Each line of the entries that mentions the string "rosette" needs to be reported.
::: INFORMATION :::
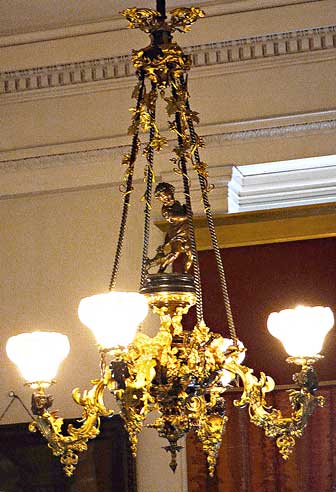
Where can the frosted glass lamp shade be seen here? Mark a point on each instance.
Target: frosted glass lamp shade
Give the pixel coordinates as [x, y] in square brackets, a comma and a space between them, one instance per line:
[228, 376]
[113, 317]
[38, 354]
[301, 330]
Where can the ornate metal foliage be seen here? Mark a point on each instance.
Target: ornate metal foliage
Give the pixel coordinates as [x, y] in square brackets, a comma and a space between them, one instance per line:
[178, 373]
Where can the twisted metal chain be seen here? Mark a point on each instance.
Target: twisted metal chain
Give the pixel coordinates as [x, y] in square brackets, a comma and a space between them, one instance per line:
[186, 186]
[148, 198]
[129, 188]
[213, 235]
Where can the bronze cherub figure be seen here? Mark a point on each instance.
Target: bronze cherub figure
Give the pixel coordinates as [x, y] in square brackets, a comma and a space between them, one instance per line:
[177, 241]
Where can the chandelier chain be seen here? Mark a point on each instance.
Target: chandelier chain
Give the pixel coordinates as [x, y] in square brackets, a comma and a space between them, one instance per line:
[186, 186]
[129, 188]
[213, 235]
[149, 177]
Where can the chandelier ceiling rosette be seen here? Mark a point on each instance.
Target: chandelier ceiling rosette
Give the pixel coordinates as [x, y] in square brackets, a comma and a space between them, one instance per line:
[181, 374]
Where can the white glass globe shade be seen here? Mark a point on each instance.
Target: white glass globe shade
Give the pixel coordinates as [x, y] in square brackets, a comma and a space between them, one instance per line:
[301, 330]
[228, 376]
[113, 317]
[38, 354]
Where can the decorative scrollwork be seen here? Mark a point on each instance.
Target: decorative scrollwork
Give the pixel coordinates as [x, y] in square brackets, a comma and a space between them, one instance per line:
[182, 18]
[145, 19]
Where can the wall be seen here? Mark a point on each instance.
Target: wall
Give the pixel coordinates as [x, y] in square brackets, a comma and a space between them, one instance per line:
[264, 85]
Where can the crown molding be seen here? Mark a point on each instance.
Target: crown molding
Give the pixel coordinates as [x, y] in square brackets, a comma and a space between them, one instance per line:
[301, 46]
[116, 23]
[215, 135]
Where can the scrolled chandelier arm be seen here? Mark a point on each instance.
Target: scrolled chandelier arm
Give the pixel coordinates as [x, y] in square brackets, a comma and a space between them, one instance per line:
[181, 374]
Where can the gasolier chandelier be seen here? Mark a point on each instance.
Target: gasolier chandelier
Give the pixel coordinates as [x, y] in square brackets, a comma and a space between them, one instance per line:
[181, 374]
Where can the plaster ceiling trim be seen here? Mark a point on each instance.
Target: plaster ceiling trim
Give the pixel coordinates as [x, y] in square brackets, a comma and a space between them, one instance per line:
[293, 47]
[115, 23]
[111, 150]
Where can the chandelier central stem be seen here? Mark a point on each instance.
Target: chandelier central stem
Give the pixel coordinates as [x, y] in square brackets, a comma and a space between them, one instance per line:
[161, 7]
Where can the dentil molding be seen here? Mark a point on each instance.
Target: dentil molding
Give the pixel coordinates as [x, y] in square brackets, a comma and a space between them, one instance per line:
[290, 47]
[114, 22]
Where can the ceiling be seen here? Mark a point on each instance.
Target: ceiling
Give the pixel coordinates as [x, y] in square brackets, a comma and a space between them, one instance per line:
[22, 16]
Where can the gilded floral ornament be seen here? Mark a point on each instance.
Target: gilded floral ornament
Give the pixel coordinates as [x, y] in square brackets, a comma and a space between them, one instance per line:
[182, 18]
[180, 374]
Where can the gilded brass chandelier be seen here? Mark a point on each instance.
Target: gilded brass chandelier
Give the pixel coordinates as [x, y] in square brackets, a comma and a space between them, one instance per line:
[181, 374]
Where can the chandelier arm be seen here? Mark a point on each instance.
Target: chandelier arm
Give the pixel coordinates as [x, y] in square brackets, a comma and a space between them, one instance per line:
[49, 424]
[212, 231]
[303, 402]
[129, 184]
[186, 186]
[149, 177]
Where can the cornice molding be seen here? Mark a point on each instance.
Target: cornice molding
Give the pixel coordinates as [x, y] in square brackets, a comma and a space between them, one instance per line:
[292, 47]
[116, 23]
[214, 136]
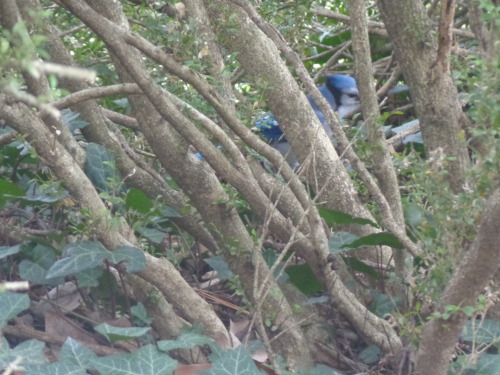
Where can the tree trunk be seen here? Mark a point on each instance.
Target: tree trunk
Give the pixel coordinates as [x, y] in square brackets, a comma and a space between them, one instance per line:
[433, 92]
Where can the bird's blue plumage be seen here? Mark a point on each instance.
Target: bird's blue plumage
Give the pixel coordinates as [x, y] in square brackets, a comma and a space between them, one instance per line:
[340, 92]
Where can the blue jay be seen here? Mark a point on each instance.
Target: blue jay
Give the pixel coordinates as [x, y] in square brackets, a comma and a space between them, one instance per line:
:::
* [SOLVED PROBLEM]:
Where can the chandelier ceiling rosette be seen here? Mark a point on each instance.
Target: chandelier ceiling rosette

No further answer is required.